▶ **EXERCISE**
Please find the lines in the entries below that contain the word "brown", and copy each one.

Referring expression data:
========================================================================
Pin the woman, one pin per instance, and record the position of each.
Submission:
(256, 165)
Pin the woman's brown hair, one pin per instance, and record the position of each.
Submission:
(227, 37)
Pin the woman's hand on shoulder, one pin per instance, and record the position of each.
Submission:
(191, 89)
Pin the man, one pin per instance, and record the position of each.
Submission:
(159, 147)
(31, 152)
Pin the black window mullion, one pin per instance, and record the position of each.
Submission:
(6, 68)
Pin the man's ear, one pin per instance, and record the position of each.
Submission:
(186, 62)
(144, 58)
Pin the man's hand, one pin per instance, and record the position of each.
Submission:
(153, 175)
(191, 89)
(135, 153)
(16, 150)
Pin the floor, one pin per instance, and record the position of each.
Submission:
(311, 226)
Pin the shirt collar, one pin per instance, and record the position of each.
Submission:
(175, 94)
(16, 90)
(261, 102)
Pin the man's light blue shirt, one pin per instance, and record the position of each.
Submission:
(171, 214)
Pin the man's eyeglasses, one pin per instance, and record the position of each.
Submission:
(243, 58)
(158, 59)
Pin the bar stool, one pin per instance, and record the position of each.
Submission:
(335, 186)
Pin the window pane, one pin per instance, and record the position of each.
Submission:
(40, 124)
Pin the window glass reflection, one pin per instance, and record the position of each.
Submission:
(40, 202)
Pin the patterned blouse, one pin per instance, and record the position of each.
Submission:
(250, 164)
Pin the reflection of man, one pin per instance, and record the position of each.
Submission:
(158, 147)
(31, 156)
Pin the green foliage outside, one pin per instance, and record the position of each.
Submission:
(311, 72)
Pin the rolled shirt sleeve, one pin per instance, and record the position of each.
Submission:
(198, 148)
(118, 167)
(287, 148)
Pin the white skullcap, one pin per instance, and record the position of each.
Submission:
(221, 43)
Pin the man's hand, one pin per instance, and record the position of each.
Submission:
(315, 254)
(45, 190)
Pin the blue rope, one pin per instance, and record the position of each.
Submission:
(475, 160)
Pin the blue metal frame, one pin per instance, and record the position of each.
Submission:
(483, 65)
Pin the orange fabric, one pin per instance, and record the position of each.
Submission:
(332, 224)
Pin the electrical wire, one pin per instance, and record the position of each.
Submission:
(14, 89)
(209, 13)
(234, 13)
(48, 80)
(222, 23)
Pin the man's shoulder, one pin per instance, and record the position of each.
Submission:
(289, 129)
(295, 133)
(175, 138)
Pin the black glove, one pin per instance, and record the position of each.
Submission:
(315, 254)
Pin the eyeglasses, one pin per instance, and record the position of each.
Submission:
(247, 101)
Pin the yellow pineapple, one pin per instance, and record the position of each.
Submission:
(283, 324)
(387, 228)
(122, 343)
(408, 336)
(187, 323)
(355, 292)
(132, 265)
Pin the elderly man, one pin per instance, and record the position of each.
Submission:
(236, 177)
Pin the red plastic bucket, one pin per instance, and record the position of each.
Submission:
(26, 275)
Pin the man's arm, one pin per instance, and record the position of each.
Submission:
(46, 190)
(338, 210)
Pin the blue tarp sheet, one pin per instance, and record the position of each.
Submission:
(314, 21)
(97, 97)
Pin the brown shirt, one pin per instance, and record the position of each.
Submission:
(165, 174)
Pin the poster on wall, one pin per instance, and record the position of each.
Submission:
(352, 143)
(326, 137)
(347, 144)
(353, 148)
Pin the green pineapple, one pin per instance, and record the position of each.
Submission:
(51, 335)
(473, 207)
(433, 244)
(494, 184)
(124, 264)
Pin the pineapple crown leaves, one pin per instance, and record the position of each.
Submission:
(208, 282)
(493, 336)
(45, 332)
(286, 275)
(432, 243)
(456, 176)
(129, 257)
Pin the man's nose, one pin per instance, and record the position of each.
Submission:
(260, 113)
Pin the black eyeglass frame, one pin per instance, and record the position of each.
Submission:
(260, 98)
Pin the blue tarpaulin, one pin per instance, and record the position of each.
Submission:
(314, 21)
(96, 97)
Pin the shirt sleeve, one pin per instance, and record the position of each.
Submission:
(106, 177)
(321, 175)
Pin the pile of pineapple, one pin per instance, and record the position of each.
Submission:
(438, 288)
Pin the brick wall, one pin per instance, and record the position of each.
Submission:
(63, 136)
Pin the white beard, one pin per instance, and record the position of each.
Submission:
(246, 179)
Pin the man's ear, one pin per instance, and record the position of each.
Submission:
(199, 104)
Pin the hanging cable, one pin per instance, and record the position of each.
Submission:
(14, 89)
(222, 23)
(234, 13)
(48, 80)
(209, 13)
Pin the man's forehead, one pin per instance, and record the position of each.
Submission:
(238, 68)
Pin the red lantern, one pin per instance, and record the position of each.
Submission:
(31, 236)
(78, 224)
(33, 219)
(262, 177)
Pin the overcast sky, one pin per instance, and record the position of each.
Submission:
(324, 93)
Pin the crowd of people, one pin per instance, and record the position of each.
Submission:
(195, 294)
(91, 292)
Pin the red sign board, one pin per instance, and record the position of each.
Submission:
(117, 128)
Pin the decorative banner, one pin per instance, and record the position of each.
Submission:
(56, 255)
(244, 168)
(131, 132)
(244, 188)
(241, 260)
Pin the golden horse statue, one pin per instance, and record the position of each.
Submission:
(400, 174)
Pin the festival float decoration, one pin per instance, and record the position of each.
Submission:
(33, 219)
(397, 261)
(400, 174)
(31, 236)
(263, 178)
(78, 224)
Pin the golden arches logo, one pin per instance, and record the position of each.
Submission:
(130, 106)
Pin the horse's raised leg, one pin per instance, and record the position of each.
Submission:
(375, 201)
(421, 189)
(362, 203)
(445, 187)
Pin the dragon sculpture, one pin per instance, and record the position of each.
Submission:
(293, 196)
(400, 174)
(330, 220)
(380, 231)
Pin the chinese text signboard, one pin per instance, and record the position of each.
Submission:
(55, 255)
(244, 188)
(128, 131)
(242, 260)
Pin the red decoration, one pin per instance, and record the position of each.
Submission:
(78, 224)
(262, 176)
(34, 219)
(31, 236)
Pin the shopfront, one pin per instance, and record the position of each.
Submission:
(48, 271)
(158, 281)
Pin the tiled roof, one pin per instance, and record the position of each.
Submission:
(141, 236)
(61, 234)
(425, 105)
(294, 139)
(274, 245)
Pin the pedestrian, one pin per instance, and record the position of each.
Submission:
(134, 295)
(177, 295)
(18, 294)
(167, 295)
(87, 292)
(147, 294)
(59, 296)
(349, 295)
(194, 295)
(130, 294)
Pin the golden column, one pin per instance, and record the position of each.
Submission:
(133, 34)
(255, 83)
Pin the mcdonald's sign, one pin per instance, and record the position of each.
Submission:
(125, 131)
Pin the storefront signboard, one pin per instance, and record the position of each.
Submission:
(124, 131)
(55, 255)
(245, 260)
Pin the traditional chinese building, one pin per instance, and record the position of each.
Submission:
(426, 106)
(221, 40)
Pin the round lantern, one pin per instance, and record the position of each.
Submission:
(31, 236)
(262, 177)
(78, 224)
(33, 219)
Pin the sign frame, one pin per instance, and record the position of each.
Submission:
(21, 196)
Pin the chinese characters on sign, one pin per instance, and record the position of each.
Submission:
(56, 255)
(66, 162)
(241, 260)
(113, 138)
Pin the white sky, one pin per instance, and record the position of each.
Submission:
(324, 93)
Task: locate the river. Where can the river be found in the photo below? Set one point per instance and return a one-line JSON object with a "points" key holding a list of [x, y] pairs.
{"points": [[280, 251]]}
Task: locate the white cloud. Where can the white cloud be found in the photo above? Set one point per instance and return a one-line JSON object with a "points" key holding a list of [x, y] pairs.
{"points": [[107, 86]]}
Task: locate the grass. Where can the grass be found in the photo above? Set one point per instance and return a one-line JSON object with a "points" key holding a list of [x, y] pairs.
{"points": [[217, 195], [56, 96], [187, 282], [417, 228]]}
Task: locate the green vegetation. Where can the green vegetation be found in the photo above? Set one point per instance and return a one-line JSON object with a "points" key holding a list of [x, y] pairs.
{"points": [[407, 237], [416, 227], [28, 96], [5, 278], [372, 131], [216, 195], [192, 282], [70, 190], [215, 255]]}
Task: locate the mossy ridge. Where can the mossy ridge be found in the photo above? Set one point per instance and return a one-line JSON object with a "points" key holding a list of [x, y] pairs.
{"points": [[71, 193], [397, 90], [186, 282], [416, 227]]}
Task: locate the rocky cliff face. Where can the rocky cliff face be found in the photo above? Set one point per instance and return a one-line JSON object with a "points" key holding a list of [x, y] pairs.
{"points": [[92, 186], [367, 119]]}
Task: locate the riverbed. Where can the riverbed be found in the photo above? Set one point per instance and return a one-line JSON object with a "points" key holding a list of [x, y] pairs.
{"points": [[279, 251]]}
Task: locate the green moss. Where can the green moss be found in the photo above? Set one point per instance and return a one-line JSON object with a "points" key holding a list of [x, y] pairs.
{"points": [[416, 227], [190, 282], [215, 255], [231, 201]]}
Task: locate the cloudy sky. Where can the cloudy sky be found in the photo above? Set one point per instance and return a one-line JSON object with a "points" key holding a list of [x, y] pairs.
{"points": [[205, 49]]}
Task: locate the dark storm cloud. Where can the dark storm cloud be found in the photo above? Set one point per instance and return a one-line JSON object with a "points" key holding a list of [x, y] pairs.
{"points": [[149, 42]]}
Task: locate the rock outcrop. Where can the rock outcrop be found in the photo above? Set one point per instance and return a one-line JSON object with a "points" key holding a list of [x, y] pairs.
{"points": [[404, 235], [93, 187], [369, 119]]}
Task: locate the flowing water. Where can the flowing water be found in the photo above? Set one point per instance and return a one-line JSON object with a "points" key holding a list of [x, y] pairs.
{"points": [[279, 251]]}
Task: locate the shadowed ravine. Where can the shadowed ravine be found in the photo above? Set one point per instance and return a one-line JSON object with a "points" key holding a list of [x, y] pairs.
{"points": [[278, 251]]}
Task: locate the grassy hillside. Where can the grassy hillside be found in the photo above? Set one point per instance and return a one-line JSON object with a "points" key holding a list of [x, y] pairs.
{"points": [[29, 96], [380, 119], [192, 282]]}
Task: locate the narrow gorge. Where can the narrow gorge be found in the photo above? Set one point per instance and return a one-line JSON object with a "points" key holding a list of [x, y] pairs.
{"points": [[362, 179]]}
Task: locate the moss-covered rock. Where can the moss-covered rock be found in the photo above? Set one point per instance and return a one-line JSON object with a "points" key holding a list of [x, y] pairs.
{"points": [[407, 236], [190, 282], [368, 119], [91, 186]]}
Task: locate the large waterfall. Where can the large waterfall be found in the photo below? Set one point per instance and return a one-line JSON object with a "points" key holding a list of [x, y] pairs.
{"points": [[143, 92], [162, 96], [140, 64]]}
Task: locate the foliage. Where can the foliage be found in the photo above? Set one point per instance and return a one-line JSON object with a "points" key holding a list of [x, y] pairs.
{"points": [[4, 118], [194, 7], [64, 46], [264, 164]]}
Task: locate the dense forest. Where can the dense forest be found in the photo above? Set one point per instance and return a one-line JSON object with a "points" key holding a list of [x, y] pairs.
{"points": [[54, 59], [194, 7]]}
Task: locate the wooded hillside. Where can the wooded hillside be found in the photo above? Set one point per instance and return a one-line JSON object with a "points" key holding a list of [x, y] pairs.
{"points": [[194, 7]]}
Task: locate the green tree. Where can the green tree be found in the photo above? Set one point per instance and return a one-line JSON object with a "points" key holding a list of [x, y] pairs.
========================================================================
▶ **SOLUTION TO THE PROBLEM**
Pin the woman's brown hair, one pin per instance, and record the position of each.
Pin the brown shirt, one pin per instance, and record the position of each.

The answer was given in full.